[Listing excerpted from a collection]

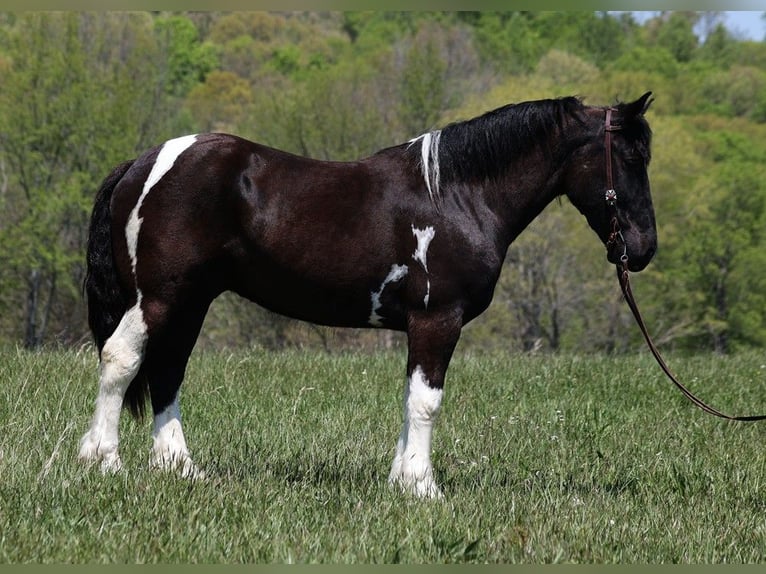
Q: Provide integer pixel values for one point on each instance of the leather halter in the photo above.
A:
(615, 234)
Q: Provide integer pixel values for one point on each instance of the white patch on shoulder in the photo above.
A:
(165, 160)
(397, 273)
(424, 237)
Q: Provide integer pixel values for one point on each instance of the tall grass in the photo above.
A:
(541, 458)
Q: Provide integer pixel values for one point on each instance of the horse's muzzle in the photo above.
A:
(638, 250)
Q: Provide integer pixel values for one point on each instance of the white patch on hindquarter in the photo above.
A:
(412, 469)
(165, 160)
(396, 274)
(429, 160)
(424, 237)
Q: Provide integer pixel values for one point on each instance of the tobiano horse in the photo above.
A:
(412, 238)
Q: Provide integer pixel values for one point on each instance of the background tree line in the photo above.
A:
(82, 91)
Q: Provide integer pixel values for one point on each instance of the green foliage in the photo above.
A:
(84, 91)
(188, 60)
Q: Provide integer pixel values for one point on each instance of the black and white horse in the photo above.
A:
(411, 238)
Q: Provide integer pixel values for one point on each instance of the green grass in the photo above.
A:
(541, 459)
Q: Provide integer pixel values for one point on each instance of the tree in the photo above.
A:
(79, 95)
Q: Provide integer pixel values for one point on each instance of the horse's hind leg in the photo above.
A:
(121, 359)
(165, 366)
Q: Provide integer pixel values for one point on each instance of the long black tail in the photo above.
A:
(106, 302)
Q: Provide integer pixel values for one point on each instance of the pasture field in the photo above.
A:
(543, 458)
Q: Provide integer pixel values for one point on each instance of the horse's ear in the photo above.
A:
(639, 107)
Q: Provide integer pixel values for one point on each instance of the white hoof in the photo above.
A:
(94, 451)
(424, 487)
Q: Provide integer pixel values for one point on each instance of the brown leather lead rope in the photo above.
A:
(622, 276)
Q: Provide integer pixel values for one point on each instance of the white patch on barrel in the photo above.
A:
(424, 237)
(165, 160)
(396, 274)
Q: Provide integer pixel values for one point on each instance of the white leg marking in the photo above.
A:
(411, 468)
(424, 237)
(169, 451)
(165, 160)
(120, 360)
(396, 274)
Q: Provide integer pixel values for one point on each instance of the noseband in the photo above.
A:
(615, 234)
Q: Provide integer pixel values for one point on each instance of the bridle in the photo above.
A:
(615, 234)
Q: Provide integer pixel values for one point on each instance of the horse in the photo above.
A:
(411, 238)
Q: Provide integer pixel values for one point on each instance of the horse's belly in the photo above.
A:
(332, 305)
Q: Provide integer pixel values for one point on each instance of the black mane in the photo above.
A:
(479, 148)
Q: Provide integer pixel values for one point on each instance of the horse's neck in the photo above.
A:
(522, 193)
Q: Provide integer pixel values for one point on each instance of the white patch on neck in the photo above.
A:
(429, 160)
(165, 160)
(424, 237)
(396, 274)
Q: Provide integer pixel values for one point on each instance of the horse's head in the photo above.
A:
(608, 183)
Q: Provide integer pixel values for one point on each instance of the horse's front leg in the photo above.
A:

## Instructions to follow
Copy out the part of the listing that opens with the line containing "horse's neck in the photo above." and runs through the end of the listing, changing every "integer" to "whole-number" and leaving all else as it is.

## Answer to this task
Q: Provide whole-number pixel values for one point on each instance of the horse's neck in the photo above.
A:
(522, 193)
Q: Provide whole-number pixel values for one point on each instance of the white patch on neck in the photo above.
A:
(429, 160)
(165, 160)
(424, 237)
(396, 274)
Q: Provide whole-number pixel values for one point on each instance of the horse's head in the photo above.
A:
(608, 183)
Q: Provide whole-number pixel values for one point on each instance of the horse's front leg in the photo above.
A:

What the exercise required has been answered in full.